[Opening Supplied records section]

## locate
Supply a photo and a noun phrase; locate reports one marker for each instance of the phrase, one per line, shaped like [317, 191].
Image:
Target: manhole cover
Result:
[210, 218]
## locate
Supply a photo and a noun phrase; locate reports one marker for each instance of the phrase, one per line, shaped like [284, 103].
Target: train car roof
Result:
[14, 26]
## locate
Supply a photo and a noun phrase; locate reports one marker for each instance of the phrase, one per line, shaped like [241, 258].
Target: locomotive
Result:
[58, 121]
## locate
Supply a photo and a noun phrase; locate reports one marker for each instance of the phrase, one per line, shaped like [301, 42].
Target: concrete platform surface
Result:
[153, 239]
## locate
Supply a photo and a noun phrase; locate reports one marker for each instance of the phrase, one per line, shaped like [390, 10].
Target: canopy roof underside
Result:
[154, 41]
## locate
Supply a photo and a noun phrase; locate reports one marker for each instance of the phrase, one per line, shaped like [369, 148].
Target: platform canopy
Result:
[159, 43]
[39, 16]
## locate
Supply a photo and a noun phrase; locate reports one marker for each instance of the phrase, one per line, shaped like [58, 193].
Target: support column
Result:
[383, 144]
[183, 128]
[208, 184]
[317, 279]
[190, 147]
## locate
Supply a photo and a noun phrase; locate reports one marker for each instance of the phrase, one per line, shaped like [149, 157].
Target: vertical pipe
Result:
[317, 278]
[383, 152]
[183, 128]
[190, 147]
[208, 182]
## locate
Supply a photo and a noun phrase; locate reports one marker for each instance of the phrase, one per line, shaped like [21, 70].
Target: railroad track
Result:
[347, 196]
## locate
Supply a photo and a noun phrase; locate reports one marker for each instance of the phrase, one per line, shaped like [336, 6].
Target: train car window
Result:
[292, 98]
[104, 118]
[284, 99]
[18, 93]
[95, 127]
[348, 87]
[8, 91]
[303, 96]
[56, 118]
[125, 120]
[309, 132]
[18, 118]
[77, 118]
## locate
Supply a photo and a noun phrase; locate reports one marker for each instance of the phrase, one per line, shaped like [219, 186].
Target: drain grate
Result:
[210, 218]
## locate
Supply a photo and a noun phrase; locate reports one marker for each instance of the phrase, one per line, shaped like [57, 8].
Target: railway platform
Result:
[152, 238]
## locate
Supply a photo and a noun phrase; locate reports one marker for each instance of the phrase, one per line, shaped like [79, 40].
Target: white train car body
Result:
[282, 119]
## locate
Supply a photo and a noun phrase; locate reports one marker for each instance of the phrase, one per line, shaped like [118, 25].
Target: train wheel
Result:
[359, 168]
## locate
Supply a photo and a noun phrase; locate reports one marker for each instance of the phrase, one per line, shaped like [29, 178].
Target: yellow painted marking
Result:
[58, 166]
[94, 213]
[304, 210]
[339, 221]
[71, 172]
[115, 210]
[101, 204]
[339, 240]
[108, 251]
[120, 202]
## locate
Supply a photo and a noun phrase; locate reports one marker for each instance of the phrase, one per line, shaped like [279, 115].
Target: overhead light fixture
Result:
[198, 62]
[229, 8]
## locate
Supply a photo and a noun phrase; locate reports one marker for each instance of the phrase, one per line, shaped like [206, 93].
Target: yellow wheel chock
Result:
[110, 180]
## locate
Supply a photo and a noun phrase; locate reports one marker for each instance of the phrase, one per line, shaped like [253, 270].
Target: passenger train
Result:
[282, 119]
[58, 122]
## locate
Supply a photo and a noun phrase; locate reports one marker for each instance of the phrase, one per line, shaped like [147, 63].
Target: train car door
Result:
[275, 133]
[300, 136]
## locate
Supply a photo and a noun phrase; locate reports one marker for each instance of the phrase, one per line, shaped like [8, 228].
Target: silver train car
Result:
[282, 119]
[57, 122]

[Closing Supplied records section]

From the first line of the listing above to the line that contains "Target: train car window", inclusive, restate every line word for word. Nothing else belongs in the answer.

### Result of this task
## locate
Supply a photo and a noun phrase; locate reports one marker for each instance of the phrase, one per line, shaped like [317, 191].
Image:
Target: manhole cover
Result:
[210, 218]
## locate
Supply a photo and a noun phrase; locate reports one marker for each instance of the phrase, one per line, shaped like [284, 103].
Target: train car roof
Result:
[14, 26]
## locate
Supply a photo and a noun phrase; locate reports one marker for each instance of the phrase, one per line, shaped like [241, 258].
Target: locomotive
Result:
[58, 121]
## locate
Supply a photo and a noun phrase; locate reports one marker for each instance of the phrase, one per line, shaped like [301, 42].
Target: concrete platform surface
Result:
[153, 239]
## locate
Supply a photo and a noun phrase; locate reports one marker for each instance of the phrase, one per line, shaped like [390, 10].
Target: canopy roof underside
Result:
[154, 41]
## locate
Supply a photo and a noun phrase; locate reports one marker for each instance of the phrase, one per line, shaped like [369, 148].
Target: platform canopy
Result:
[159, 43]
[39, 16]
## locate
Supply a photo and a noun phrase; locate reports one marker for each instance of the phrase, one per line, shaped like [58, 193].
Target: support column
Result:
[383, 144]
[183, 128]
[208, 184]
[317, 279]
[190, 147]
## locate
Supply a photo and a noun phrase; locate reports one marker for each instance of the phrase, one per line, shaped like [149, 157].
Target: vertical pipe
Result:
[317, 278]
[383, 152]
[183, 128]
[190, 147]
[208, 182]
## locate
Supply a photo and a noun phrase; locate reports one marker for each instance of the phrase, one per line, shaped like [21, 70].
Target: railroad track
Result:
[347, 196]
## locate
Supply a photo and a noun phrase; locate reports one marker for each instance of the phrase, one per line, shaped like [336, 6].
Target: train car window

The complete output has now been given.